(Natural-language object grounding data)
━━━━━━

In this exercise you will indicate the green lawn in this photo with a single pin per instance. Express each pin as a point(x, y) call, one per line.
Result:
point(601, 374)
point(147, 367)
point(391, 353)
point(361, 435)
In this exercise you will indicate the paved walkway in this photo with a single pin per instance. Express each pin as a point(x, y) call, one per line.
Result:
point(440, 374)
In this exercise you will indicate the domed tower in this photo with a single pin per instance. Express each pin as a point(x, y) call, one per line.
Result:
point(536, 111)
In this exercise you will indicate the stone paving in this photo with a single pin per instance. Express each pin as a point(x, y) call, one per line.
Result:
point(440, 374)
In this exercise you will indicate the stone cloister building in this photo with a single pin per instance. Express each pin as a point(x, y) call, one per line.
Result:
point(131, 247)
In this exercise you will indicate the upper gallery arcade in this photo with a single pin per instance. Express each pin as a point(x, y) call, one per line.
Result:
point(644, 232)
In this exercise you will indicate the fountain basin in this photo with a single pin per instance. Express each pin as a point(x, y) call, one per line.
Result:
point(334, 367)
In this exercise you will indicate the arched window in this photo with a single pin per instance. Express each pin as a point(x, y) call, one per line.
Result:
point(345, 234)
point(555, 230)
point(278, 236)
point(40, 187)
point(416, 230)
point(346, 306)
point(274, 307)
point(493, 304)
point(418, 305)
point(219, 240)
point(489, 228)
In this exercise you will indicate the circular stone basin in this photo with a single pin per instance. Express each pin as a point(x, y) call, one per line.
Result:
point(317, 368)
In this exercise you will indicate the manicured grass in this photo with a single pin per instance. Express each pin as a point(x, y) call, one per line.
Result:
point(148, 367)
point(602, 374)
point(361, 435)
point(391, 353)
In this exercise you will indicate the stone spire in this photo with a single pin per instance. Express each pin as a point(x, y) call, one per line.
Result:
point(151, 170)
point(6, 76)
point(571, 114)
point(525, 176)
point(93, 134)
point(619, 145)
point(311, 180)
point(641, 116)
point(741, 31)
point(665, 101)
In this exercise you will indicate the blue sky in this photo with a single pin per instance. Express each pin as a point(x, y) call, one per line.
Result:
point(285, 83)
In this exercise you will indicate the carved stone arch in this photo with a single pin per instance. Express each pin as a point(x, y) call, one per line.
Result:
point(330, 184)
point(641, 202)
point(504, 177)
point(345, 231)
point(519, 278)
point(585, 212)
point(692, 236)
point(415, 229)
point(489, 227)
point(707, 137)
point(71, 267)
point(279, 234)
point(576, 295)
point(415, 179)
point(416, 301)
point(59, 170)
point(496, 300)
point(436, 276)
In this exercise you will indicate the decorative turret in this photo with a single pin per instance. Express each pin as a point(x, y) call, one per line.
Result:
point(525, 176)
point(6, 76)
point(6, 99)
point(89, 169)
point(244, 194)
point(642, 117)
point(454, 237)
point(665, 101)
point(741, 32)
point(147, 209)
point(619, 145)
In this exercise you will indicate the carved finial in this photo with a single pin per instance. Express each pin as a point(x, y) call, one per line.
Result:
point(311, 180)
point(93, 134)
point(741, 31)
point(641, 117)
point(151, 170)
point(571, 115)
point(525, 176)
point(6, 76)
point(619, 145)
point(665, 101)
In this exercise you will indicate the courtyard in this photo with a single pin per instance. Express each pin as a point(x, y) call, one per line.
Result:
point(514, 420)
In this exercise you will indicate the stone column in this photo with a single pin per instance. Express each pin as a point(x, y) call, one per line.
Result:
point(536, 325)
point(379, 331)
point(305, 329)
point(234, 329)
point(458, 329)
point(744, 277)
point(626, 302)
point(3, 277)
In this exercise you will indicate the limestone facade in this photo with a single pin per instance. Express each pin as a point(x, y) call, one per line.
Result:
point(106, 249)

━━━━━━

> What you have to do:
Nothing should be returned except the lines from the first line of the data above through the line with "In this exercise you will indicate the domed", each one exact.

> Worked solution:
In this exercise you will indicate the green lawn in this photo with a single pin per instance. Express each pin as a point(x, y) call, one per line.
Result:
point(601, 374)
point(147, 367)
point(391, 353)
point(361, 435)
In this exercise you will indicate the paved walkway in this photo with a single pin per instance. Express each pin as a point(x, y) call, one per line.
Result:
point(440, 374)
In this exercise you will indicate the domed tower in this photo with a single pin per instance. Express each pin as a point(x, y) call, one per line.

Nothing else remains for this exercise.